■ WHAT THIS TASK INVOLVES ■
Copy each line from the entries that the word "lizard" appears in.

::::::::::

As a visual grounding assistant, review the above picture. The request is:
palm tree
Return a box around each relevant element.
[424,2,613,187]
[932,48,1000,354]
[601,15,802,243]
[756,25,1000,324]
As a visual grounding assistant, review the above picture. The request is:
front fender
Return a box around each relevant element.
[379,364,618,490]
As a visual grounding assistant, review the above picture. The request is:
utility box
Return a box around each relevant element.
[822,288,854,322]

::::::::::

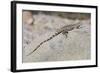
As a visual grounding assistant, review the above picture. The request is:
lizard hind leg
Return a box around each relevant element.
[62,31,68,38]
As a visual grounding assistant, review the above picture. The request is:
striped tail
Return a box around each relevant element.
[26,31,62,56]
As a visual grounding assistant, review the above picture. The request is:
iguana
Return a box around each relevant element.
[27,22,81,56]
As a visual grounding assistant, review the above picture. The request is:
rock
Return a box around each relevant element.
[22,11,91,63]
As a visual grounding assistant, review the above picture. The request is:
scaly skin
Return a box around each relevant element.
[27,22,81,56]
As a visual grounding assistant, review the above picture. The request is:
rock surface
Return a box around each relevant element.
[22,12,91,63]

::::::::::

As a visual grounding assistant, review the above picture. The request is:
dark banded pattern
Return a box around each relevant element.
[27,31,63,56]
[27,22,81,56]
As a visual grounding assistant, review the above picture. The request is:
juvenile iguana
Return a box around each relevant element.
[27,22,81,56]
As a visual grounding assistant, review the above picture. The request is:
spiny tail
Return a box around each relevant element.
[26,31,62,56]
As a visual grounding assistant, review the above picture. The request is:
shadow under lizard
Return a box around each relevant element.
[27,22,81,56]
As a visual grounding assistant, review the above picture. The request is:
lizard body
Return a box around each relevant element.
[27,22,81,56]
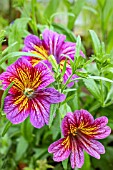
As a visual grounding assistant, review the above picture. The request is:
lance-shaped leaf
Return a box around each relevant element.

::::::::::

■ WRITTEN RESPONSE ■
lizard hind leg
shadow under lizard
lizard body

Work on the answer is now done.